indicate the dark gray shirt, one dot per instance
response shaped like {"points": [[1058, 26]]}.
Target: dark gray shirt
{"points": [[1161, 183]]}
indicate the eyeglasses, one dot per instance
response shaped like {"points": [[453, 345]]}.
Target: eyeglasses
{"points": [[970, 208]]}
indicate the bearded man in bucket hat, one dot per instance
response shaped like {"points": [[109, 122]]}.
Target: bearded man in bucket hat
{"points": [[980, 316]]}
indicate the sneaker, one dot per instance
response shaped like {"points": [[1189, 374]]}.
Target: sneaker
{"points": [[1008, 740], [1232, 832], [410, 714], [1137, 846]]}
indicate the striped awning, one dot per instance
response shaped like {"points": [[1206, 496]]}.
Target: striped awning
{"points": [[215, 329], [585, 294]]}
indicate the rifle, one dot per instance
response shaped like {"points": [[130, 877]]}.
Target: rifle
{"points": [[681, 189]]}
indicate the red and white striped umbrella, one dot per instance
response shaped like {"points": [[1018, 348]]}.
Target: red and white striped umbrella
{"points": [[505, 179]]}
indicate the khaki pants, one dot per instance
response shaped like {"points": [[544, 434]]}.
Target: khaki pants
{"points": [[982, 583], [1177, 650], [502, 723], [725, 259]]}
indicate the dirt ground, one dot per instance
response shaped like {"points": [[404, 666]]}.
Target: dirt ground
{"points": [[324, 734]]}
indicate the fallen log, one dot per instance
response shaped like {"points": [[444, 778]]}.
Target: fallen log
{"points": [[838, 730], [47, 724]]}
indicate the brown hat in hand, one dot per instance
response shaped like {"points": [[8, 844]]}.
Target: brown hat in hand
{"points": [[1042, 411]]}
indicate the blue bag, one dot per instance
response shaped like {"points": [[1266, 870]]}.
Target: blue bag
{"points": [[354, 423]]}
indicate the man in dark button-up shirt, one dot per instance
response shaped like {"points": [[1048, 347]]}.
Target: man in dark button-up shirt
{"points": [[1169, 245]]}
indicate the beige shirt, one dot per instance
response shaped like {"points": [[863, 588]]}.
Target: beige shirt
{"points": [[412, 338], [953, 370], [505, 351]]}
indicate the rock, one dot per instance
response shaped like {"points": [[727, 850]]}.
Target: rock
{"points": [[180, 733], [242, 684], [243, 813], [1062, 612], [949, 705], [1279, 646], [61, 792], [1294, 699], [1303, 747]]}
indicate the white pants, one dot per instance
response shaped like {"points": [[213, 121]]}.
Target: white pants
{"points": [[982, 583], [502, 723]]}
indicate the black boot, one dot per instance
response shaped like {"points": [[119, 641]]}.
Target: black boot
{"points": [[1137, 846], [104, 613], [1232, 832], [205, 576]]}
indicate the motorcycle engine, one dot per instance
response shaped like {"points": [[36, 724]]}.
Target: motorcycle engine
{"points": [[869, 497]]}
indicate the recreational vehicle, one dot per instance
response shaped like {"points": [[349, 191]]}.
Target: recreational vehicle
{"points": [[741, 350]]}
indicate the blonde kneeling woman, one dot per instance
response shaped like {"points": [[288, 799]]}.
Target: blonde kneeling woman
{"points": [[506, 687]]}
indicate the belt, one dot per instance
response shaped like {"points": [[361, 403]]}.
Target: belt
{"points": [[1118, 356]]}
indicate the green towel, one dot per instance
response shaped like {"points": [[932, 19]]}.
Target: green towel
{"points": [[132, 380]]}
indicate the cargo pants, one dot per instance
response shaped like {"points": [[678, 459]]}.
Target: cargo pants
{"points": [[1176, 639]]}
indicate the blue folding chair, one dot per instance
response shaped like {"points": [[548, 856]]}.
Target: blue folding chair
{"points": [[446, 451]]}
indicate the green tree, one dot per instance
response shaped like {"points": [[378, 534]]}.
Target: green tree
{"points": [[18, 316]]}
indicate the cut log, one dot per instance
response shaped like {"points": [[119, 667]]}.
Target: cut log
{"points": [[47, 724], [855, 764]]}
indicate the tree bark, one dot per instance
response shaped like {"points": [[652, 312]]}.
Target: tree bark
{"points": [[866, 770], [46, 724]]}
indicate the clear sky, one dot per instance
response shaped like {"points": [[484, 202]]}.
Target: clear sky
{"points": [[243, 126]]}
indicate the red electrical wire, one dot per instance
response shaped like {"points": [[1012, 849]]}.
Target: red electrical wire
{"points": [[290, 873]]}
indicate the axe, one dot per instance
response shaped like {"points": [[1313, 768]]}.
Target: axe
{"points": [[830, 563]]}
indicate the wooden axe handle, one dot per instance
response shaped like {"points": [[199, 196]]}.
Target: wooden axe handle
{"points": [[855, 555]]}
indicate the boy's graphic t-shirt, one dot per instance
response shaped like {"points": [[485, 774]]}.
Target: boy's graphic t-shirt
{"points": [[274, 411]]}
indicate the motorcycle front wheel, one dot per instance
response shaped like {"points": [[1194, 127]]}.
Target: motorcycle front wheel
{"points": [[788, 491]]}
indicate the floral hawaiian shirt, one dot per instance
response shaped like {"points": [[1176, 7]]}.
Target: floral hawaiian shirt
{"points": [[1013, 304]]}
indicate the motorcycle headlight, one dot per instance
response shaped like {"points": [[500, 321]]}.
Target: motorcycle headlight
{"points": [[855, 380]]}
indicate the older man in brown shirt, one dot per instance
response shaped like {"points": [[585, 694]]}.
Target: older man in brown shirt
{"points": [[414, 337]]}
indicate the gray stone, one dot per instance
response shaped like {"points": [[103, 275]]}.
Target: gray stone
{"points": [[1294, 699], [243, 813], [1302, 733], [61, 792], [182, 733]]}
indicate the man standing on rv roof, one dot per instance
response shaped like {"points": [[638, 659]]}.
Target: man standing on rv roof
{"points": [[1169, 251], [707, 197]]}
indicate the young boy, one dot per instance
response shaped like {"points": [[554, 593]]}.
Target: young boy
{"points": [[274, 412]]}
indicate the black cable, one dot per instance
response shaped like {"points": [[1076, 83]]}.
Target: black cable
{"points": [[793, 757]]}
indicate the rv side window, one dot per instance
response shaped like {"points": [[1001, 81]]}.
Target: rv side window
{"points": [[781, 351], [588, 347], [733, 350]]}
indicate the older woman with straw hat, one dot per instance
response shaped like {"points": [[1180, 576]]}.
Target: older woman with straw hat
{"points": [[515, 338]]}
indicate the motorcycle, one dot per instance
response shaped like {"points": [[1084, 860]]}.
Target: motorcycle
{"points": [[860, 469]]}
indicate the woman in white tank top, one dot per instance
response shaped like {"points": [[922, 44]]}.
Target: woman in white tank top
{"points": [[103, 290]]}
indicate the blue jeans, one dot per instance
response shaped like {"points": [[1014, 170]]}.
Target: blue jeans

□ □ □

● Task item: With the string "jeans" as the key, filter the data above and show the lines that match.

● Result for this exercise:
indicate the blue jeans, one dot per instance
Target: blue jeans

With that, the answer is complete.